*Task instructions*.
Copy the data below exactly, but not the pictures it contains.
• • • • •
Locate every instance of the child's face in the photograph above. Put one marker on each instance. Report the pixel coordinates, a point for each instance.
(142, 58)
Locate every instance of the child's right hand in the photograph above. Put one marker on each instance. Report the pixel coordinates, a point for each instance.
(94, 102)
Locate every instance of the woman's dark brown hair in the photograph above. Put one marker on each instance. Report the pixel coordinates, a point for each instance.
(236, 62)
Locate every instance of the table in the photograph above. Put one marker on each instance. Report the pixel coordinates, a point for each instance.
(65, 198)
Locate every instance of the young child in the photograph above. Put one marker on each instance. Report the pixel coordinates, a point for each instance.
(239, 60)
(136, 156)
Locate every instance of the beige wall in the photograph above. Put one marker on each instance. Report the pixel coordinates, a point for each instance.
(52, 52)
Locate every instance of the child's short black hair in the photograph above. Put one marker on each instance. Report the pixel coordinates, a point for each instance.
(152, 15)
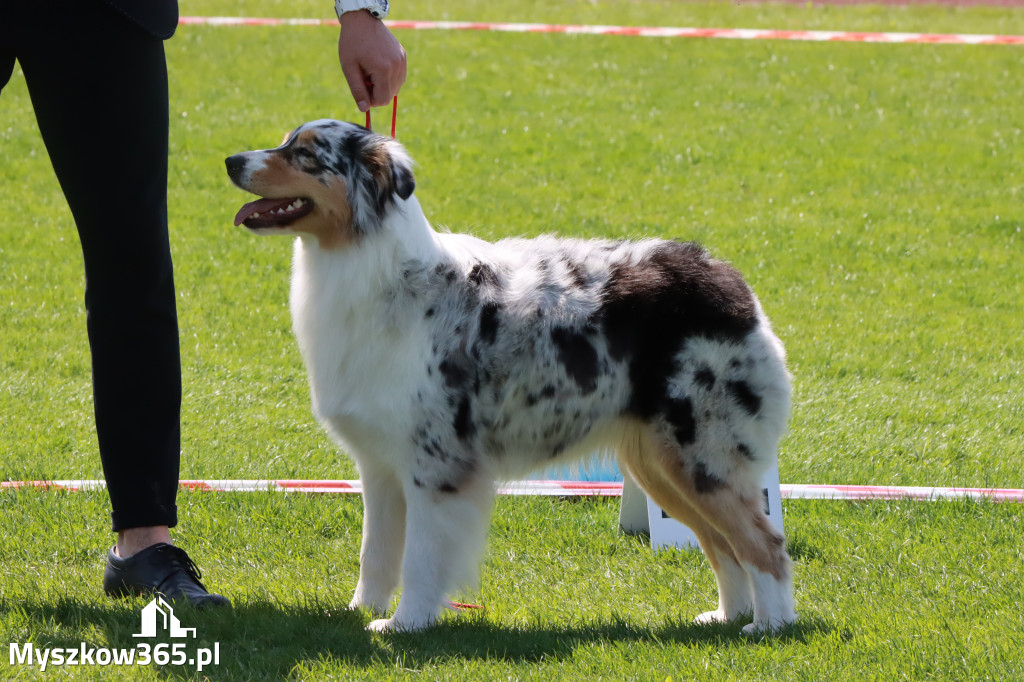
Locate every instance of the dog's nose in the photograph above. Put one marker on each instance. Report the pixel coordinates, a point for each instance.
(235, 164)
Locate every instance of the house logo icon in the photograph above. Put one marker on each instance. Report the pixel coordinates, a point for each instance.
(160, 612)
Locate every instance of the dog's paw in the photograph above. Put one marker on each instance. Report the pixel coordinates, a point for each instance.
(711, 617)
(381, 625)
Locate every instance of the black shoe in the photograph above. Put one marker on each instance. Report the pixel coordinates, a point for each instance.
(162, 569)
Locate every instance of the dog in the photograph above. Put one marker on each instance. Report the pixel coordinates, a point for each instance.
(442, 364)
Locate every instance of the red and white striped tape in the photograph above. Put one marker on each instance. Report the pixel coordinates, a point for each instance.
(565, 488)
(644, 32)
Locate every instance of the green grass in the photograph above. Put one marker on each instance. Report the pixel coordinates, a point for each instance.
(871, 194)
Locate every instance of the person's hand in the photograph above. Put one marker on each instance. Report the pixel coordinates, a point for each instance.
(372, 58)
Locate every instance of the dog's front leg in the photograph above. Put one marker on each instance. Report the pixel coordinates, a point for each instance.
(383, 539)
(445, 530)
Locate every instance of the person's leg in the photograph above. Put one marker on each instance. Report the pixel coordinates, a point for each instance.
(98, 86)
(99, 92)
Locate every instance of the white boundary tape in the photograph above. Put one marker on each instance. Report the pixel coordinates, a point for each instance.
(644, 32)
(564, 488)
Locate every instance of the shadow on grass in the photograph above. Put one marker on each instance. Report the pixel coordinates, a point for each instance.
(265, 640)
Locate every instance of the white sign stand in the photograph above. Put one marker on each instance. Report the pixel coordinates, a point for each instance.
(640, 514)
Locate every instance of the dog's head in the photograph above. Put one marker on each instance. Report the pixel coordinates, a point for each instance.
(331, 179)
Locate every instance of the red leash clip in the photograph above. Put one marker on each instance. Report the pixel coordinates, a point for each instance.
(394, 116)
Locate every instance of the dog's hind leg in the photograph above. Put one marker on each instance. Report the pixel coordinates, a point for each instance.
(734, 592)
(383, 539)
(445, 529)
(732, 510)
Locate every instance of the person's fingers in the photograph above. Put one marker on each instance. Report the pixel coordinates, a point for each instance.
(356, 83)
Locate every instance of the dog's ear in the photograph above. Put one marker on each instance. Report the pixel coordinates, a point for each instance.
(382, 175)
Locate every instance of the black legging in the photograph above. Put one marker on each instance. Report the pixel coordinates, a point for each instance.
(98, 86)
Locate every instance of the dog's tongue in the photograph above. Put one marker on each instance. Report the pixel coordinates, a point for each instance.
(260, 206)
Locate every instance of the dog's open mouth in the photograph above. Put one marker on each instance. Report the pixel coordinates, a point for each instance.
(272, 212)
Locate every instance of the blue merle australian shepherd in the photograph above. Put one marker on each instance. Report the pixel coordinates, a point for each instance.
(443, 364)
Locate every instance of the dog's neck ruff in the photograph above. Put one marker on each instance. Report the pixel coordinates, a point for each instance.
(374, 265)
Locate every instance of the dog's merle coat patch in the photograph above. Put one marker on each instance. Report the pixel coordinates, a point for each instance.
(442, 364)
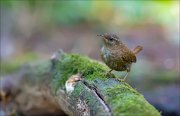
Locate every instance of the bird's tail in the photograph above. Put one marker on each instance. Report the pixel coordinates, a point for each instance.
(137, 49)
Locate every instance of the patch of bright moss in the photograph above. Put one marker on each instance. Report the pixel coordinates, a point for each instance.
(70, 64)
(130, 102)
(121, 97)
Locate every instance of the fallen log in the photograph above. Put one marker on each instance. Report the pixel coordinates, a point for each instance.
(73, 85)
• • • • •
*Answer to this problem*.
Locate every instance of the child's face in the photograph above. Put one marker on each instance. Report the pixel coordinates, a point for each instance.
(142, 58)
Locate every instance of the child's right hand in the photograph above. Put one marker on each instance. Report the pixel coordinates, a point for each instance.
(94, 102)
Locate every instance of the woman's dark brown hair in the photograph above. Put one marker on each instance. Report the pixel coordinates, a point for each instance.
(236, 62)
Locate every instance of the table in the photograph above. Put one marker on each instance. Report the pixel coordinates, a point for each instance.
(65, 198)
Locate every instance of the young child in the photograph above. Put one marker on each instance. Report the pixel coordinates, a point for each instance.
(239, 60)
(136, 156)
Locate every instance of the beige wall in the photograph above. Put one marker on each instance. Report the pixel coordinates, a point for each instance.
(52, 52)
Locate every instance of the child's short black hair in the photograph above. Put one marker on each instance. Report the pixel coordinates, a point for each instance.
(152, 15)
Locate every instance of the dog's nose in the photograph above. Put one marker on each instance. Report the pixel coordinates, a point for each instance.
(235, 164)
Locate every instance of the house logo icon in the photograph above. Put one marker on each instance. Report the pixel coordinates, a point for each instance.
(160, 612)
Locate every instance of the dog's paw in the photograph above. Put one marker on each instance. Report the pixel coordinates, a point for each instance.
(711, 617)
(381, 625)
Locate every instance of the black shoe in the photograph above. Put one marker on each instance. Report the pixel coordinates, a point for each instance.
(162, 569)
Locate every instance of the dog in the photograph above. Put one marker on each instance. Report the pixel coordinates, a point for each instance.
(442, 364)
Locate every instance of the red and white striped tape in the photograph above. Put one marker on each instance. Report the pixel coordinates, a point for each instance.
(565, 488)
(644, 32)
Locate every instance of the green grass in the photograph above. Put one marker on each instance. Report the pixel coordinates, a point for each instance.
(871, 194)
Locate every instance of the person's hand in the photograph above. Put one marker on each instance. Report the pixel coordinates, a point for each instance.
(372, 58)
Locate every instance of the dog's front leg in the photograph above. Put one marker on each instance. Report the pixel coordinates, a point for each instance.
(383, 539)
(445, 530)
Locate every instance of the person's leg in the photograph above. Put one marker on each instance. Report the pixel coordinates, a point for each instance.
(98, 86)
(99, 92)
Locate every instance of the white boundary tape in the photograph above. Put one marker on each instance. Report the pixel coordinates, a point for each instance.
(644, 32)
(564, 488)
Locate every instance of the shadow on grass in the photograph above. Put one marker on each instance. Report the pixel coordinates, a point for each instance.
(265, 640)
Locate every instance of the white sign stand in the photograph above. Put one marker on each instance. Report the pixel coordinates, a point for each instance.
(640, 514)
Locate every instance of the dog's head in the photograph above. Put one marker on each instance. Report the pixel coordinates, a point for each instance.
(331, 179)
Locate every instance of the red leash clip in the photograph above. Put one marker on each instance. Report the pixel coordinates, a point for each instance.
(394, 116)
Locate every instance of the dog's hind leg in the photograph above. Put one marker on each instance. Report the pixel coordinates, a point for each instance.
(734, 592)
(383, 539)
(445, 529)
(732, 510)
Locate every instance of the person's fingers in the photograph above. Put one marker on each instance. Report the pixel coordinates, a point for each instance.
(356, 83)
Locate every instance of the dog's ear in the photograph above. Put one marker on each instance. Report the pixel coordinates, a point for each instance.
(382, 175)
Locate every instance of the black legging in the photograph above. Put one marker on each instance. Report the pixel coordinates, a point for each instance.
(98, 86)
Locate every instance of the dog's tongue in the photograph above. Put one marker on each instance. Report the pixel coordinates, a point for each instance.
(260, 206)
Locate every instance of the dog's open mouth in the photograph above. Put one marker on each instance. Report the pixel coordinates, a point for each instance.
(272, 212)
Locate every instance of the blue merle australian shepherd in the photograph above. Put one marker on each instance. Report the pixel coordinates, a point for each instance.
(443, 364)
Locate every instance of the dog's neck ruff in the photograph above. Put one marker on each instance. Report the pixel coordinates, a point for each instance.
(374, 265)
Locate every instance of the dog's merle coat patch in the photograph above. Put one marker on each instance. Report the pixel coordinates, a point for each instance.
(442, 364)
Locate every instance of the bird's tail in the photograph above. Put one marker on each instance. Report the pixel coordinates, a point for each instance.
(137, 49)
Locate every instance of the patch of bright moss in the photograph above. Put one marker on each instance. Report the pixel coordinates, a point for each instance.
(70, 64)
(130, 102)
(121, 97)
Locate every instance of the fallen log in the photograph above. Put one marker on each instance. Report the pixel coordinates, a point for each instance.
(73, 85)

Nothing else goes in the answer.